Page:

┌────────

NEW YORK--(BUSINESS WIRE)--Today, NYSE Group, Inc. (NYSE: NYX - News) welcomed VAALCO Energy, Inc., ranked the #1 fastest growing company by Fortune Magazine in 2006, as its 15th transfer to the Exchange and seventh transfer from AMEX year-to-date.
VAALCO Energy (NYSE: EGY - News), a global independent energy company engaged in exploration, development and production of crude oil, joins the NYSE Group as the 20th energy company listing in 2006. The company, with a market cap of $425 million, brings the total market capitalization for all NYSE Group energy listings to $3.1 trillion.

Based on market capitalization, 96% of the qualified domestic energy-related stocks are currently listed on NYSE Group.

Recent energy listings on NYSE Group in 2006 include Helix Energy Solutions (NYSE: HLX - News) with a market cap of $3.04 billion; Penn West Energy Trust (NYSE: PWE - News) with a market cap of $6.1 billion; and CNX Gas Corporation (NYSE: CXG - News) with a market cap of $4.1 billion.

Source: NYSE Group, Inc.


· VAALCO Energy, Inc. (NYSE: EGY) Chairman & CEO Robert L. Gerry III rings the Opening Bell Thursday to celebrate the company's transfer from AMEX to the NYSE. VAALCO Energy is the 20th transfer to the NYSE year-to-date.. View Multimedia Gallery




"We are pleased to welcome VAALCO Energy, Inc. to our family of listed companies," said NYSE Group, Inc. President & co-COO Catherine R. Kinney. "Ranked as a pioneer in its industry, VAALCO Energy will take its place among fellow energy leaders as a NYSE Group -listed company. We look forward to an outstanding partnership with VAALCO Energy and providing the company and its shareholders with the unsurpassed visibility and liquidity offered by the NYSE market."

To celebrate the company's listing, Chairman & CEO Robert L. Gerry, III will ring The Opening Bell.

About VAALCO Energy, Inc.

VAALCO Energy, Inc. is a Houston-based independent energy company principally engaged in the acquisition, exploration, development and production of crude oil. VAALCO's strategy is to increase reserves and production through a program that balances lower risk development drilling with high potential international prospects. The company's properties and exploration activities are located in the Texas Gulf Coast region and offshore Gabon and Angola, West Africa.

└────────

Coordinate annotation records:
┌────────

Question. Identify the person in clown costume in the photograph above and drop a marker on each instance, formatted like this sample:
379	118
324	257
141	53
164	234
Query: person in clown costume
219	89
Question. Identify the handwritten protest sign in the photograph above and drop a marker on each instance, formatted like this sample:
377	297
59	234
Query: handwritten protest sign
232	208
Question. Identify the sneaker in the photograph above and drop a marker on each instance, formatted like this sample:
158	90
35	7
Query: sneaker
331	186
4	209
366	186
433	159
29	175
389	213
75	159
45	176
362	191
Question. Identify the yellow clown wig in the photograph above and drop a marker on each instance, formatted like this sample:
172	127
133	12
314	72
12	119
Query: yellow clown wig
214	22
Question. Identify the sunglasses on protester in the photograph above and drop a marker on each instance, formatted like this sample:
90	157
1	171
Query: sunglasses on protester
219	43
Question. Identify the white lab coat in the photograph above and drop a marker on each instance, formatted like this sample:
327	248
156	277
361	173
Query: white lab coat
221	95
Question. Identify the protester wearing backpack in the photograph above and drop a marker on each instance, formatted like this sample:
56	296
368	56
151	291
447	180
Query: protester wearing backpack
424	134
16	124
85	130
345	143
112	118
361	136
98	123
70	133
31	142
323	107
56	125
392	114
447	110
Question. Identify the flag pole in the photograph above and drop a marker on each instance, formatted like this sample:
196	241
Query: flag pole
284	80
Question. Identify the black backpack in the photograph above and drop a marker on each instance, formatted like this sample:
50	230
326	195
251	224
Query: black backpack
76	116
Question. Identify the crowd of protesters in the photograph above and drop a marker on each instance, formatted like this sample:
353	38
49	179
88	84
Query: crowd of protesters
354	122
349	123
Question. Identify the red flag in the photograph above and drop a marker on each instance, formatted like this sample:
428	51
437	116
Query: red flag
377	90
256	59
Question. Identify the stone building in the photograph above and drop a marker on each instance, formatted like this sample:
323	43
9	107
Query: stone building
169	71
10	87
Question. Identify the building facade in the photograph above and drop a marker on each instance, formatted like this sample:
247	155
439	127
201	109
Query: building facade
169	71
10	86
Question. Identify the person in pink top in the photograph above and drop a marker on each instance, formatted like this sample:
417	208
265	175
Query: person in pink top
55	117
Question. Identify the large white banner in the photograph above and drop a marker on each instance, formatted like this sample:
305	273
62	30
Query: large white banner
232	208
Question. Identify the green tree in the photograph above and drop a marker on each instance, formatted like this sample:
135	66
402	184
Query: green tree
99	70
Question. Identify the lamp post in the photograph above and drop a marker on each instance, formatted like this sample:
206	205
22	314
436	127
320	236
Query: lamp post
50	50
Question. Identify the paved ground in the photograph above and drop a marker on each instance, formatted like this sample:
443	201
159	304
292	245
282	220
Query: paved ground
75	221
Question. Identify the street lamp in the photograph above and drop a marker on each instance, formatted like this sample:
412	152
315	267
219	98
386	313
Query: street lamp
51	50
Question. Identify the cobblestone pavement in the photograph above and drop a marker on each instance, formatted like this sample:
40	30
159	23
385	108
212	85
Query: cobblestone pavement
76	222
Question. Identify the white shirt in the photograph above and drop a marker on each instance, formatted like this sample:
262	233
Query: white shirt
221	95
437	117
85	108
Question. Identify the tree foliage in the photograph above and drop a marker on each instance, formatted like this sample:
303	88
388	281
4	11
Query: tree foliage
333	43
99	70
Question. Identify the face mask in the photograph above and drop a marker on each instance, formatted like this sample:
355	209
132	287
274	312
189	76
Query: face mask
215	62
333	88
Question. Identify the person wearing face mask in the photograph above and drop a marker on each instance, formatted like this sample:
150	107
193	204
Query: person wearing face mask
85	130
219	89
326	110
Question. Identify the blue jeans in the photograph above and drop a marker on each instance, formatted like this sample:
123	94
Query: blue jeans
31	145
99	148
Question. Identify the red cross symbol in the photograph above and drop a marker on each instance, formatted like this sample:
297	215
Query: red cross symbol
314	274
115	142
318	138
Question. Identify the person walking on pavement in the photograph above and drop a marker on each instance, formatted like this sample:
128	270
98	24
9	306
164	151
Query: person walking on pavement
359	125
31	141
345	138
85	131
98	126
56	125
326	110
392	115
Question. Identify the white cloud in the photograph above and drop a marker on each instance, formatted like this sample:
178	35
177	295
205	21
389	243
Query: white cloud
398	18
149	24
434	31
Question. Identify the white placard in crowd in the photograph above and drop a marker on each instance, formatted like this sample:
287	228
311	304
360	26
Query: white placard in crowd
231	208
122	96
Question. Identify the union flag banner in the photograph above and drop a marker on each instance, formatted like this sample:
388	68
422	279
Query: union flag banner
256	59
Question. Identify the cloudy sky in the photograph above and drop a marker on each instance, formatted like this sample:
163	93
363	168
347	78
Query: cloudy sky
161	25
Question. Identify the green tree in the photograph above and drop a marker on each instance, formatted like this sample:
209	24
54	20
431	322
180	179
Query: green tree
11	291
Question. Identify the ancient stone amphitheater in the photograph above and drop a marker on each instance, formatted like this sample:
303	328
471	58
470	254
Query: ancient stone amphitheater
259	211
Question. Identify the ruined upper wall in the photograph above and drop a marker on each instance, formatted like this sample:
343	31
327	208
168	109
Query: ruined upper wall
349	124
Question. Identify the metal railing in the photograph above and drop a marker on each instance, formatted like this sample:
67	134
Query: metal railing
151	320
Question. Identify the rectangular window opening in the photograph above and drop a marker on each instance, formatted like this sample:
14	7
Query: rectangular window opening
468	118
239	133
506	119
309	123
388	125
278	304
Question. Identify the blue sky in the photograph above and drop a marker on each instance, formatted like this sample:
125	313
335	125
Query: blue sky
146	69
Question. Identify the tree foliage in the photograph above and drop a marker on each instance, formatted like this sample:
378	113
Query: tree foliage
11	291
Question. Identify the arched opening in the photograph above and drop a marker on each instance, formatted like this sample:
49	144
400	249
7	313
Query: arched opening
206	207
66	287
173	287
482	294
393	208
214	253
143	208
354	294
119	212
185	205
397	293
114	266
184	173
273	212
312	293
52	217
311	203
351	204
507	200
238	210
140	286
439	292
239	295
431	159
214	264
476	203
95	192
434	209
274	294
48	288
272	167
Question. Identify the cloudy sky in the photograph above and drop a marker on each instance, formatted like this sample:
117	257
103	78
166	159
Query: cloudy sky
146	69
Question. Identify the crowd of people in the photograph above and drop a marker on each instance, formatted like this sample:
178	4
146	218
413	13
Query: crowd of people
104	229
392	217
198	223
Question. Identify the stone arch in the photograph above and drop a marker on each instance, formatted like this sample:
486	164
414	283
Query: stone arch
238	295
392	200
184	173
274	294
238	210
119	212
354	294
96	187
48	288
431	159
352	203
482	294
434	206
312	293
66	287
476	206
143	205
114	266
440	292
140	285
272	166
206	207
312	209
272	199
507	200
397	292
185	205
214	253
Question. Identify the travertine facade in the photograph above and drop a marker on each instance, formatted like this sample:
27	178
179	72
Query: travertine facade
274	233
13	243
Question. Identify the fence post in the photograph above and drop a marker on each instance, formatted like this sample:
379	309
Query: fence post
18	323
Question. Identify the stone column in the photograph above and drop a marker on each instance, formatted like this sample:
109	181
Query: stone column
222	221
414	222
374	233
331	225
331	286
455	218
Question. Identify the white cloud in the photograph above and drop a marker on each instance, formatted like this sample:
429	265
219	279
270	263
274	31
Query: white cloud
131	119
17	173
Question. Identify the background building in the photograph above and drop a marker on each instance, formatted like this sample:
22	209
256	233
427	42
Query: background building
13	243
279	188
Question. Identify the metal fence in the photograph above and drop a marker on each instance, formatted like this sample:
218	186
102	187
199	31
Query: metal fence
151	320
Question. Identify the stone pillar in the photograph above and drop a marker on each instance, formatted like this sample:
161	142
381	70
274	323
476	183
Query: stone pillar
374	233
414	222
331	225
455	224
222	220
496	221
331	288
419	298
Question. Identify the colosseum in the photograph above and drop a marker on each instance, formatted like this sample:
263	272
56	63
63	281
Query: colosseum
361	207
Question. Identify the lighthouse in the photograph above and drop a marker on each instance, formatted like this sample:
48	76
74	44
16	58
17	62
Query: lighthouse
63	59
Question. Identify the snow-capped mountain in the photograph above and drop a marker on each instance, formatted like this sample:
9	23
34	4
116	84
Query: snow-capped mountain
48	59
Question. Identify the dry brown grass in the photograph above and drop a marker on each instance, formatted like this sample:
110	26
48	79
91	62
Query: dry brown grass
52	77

└────────

Problem 1: What market capitalization does the press release on VAALCO Energy's NYSE listing give for the company?
Problem 2: Continue the press release on VAALCO Energy's move to the NYSE, picking up after its final sentence.

Exercise result 1: $425 million.

Exercise result 2:
About NYSE Group, Inc.

NYSE Group, Inc. (NYSE:NYX - News) operates two securities exchanges: the New York Stock Exchange (the "NYSE") and NYSE Arca (formerly known as the Archipelago Exchange, or ArcaEx®, and the Pacific Exchange). NYSE Group is a leading provider of securities listing, trading and market data products and services. The NYSE is the world's largest and most liquid cash equities exchange. The NYSE provides a reliable, orderly, liquid and efficient marketplace where investors buy and sell listed companies' common stock and other securities. On June 30, 2006, our listed operating companies represent a total global market capitalization of over $ 22.6 trillion. In the second quarter 2006, on an average trading day, almost 1.8 billion shares, valued at over $68.5 billion, were traded on the NYSE.

NYSE Arca operates the first open, all-electronic stock exchange in the United States and has a leading position in trading exchange-traded funds and exchange-listed securities. NYSE Arca is also an exchange for trading equity options. NYSE Arca's trading platform provides customers with fast electronic execution and open, direct and anonymous market access.

NYSE Regulation, an independent not-for-profit subsidiary, regulates member organizations through the enforcement of marketplace rules and federal securities laws. NYSE Regulation also ensures that companies listed on the NYSE and NYSE Arca meet their financial and corporate governance listing standards.

For more information on NYSE Group, go to: http://www.nyse.com. Information contained on our website does not constitute a part of the prospectus relating to the proposed offering.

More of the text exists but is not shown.